= TASK TO COMPLETE =
Only the lines below starting at the one containing "Write each point like x=395, y=293." and ending at the one containing "Write each point like x=875, y=150." belong in the answer, each copied exactly.

= STUDY MATERIAL =
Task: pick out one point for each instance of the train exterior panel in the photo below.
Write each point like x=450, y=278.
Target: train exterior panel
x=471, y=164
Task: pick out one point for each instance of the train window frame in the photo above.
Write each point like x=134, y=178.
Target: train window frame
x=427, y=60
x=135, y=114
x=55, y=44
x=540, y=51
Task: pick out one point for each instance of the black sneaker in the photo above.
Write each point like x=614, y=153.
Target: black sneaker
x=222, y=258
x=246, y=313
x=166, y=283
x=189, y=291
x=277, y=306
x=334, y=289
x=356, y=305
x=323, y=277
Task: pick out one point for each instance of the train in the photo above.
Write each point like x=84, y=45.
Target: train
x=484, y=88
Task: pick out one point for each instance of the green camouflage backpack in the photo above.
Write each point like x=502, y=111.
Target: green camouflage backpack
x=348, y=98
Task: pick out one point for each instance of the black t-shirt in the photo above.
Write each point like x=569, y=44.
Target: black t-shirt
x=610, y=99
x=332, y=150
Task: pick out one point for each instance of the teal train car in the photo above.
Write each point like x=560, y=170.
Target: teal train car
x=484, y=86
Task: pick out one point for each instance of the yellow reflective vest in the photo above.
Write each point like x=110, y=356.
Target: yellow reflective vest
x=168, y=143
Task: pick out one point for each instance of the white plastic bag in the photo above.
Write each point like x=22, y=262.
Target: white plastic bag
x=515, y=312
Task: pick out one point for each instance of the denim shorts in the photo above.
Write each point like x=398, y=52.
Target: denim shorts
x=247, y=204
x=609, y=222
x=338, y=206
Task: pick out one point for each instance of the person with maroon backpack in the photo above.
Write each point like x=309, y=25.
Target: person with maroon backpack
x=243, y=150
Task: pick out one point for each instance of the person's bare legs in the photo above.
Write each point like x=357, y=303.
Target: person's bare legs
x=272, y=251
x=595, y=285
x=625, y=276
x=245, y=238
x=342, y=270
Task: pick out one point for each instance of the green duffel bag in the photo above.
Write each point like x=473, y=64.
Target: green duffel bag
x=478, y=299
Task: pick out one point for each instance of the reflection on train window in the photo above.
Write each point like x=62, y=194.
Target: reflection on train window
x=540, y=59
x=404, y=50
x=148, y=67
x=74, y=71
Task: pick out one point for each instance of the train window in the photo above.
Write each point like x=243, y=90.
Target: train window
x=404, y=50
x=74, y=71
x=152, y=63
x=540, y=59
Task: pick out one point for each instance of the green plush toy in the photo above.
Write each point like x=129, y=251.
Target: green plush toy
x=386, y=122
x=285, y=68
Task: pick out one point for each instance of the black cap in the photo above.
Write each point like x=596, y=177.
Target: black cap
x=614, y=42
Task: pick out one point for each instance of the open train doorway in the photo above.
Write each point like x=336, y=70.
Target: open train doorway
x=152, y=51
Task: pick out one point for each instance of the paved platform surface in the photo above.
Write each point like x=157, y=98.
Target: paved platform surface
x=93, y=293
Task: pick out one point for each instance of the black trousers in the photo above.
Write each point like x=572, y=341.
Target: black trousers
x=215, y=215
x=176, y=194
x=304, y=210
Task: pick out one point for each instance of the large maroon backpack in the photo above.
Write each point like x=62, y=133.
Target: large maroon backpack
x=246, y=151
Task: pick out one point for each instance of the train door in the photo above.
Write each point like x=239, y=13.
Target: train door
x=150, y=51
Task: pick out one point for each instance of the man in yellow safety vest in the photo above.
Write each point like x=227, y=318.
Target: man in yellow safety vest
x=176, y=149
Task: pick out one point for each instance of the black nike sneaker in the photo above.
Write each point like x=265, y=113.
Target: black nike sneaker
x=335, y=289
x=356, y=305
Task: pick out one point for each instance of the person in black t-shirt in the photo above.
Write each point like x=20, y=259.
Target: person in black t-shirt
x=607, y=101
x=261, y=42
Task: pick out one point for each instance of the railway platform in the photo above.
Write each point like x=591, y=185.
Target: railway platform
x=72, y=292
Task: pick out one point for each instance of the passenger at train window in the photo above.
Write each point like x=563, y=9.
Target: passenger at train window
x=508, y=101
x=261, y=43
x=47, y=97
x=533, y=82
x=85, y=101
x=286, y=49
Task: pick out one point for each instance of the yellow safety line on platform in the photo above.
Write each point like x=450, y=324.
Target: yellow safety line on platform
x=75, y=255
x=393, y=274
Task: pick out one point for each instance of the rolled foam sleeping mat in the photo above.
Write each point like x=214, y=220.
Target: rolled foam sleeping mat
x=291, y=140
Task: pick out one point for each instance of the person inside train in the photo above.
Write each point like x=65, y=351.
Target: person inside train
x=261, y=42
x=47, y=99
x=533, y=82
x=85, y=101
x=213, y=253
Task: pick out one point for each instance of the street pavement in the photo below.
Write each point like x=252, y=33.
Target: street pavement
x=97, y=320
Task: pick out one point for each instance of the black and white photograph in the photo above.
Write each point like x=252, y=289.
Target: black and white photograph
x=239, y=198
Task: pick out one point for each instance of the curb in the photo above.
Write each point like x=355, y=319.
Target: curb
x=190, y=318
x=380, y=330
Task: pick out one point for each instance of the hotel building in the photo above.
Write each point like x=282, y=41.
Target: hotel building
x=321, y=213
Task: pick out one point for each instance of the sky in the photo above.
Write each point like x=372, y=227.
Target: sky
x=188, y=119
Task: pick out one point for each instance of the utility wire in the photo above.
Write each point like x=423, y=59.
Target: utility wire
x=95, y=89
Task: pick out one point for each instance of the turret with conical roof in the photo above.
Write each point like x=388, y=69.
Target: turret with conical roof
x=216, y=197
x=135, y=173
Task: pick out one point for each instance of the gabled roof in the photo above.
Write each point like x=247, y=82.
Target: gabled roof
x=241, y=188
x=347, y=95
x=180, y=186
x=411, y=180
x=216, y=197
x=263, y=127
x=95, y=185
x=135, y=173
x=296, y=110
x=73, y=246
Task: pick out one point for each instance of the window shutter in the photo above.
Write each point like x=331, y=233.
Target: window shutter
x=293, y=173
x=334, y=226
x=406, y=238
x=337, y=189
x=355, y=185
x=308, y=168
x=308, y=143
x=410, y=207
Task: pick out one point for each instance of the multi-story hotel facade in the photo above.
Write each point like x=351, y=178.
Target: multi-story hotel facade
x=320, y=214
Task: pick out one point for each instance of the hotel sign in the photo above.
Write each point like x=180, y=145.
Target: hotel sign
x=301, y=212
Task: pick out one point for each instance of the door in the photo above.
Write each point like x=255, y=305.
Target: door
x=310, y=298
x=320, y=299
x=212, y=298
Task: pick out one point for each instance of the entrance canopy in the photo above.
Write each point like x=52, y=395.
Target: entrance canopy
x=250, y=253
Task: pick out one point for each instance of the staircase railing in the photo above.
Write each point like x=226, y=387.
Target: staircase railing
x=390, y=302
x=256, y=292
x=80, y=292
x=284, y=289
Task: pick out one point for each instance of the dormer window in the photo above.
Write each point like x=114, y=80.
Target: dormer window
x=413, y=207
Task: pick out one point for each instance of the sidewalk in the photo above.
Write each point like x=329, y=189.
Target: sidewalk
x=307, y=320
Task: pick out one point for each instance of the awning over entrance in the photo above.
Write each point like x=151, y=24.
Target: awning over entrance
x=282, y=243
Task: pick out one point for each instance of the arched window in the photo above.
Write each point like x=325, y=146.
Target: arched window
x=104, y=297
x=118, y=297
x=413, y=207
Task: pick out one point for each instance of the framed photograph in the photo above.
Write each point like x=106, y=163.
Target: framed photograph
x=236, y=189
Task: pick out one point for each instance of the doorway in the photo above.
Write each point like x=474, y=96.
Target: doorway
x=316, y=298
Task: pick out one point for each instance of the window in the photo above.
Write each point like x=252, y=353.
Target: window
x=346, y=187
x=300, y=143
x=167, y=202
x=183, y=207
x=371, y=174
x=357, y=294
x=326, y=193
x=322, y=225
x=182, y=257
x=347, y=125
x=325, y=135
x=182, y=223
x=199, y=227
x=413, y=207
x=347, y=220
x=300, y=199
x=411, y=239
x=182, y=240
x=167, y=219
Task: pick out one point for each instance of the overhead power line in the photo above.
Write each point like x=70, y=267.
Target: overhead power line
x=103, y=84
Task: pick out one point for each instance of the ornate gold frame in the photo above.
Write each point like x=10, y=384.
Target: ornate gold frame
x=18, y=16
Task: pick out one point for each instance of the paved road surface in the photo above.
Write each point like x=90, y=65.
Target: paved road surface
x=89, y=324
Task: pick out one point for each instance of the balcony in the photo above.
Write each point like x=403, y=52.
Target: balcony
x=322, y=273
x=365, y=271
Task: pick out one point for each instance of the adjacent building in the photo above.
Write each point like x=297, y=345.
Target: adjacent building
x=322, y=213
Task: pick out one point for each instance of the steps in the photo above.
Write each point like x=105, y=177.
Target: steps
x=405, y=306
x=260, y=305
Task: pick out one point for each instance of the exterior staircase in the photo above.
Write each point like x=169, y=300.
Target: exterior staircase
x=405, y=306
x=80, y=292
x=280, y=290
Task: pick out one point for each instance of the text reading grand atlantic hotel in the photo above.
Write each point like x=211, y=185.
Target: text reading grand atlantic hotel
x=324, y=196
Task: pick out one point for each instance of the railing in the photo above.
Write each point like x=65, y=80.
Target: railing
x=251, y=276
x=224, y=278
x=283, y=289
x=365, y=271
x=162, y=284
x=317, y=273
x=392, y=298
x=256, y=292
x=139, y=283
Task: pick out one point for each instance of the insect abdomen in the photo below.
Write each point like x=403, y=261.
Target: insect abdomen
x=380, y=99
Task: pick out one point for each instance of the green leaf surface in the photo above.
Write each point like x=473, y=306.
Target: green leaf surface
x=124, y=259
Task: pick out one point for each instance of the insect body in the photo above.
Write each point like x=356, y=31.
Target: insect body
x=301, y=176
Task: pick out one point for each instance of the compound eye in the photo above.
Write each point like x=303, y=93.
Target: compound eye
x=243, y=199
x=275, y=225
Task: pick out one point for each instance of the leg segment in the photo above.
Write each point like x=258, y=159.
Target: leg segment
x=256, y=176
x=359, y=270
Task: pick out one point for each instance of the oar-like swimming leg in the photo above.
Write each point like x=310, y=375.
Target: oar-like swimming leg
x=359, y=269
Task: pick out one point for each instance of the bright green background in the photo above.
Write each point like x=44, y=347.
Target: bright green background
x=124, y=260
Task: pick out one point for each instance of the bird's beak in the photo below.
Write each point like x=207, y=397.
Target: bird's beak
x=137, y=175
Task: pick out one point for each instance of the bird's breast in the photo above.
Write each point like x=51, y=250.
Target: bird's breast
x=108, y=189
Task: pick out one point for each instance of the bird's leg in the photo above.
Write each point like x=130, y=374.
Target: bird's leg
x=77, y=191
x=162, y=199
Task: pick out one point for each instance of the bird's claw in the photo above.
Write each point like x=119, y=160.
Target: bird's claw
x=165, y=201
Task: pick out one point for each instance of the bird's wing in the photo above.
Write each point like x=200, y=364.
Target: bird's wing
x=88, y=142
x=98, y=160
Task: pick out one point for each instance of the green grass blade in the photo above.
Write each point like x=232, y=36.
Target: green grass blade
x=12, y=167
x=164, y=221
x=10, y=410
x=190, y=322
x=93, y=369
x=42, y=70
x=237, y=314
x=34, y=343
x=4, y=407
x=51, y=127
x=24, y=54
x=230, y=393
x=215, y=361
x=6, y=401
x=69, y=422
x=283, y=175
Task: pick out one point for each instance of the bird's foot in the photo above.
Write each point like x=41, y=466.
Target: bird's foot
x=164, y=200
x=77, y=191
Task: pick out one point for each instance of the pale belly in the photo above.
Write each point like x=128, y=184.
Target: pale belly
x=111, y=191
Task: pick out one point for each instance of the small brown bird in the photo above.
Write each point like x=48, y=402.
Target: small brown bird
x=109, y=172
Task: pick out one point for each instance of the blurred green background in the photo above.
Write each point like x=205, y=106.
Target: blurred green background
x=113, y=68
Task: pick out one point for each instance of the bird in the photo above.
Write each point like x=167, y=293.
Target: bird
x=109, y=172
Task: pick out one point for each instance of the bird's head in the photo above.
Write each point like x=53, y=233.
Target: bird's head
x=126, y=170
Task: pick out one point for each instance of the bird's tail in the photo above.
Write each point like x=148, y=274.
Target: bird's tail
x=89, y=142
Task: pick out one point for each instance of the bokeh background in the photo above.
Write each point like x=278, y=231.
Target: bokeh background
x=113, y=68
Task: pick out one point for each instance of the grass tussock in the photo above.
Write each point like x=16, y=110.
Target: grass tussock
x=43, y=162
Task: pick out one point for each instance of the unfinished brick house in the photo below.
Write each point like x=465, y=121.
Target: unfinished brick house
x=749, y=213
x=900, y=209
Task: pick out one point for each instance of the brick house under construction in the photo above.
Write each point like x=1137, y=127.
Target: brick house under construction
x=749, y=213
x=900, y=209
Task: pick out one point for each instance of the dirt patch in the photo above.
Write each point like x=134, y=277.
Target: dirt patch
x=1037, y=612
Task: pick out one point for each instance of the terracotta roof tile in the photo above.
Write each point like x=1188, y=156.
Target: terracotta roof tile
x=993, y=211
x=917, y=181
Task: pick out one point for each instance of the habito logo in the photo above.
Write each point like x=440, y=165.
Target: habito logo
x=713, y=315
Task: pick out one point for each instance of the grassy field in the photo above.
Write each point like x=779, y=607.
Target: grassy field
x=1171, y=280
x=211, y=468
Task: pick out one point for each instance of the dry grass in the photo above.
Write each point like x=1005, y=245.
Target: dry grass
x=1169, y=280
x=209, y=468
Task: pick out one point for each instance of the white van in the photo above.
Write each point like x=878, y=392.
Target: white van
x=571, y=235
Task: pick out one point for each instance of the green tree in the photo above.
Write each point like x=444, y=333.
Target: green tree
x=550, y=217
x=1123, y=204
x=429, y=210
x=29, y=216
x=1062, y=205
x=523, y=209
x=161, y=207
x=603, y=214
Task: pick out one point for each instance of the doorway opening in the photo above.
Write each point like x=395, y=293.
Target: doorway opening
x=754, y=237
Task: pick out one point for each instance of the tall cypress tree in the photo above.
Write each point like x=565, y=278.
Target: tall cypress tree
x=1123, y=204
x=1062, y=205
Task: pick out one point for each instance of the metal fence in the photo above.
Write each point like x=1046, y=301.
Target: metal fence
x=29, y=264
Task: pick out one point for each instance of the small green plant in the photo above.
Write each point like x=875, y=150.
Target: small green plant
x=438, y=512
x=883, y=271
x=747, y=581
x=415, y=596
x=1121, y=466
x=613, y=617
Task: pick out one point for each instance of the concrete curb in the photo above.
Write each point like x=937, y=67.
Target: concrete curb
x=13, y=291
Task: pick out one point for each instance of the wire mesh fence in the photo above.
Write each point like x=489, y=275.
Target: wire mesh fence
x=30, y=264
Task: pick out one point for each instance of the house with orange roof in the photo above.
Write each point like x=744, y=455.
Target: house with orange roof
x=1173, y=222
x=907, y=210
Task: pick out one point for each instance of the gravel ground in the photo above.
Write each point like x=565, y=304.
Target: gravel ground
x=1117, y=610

= ANSWER SECTION =
Write each point like x=395, y=293.
Target: doorway opening
x=754, y=237
Task: pick out one point for each instance of the tall cypress tree in the photo above.
Write each point like x=565, y=278.
Target: tall cypress tree
x=1123, y=204
x=1062, y=205
Task: pick out one point for each instance of the metal fence in the photo above.
Write each point like x=1046, y=301.
Target: metal fence
x=29, y=264
Task: pick out one point for each instance of the small green plant in the photo above.
Write each point like x=875, y=150.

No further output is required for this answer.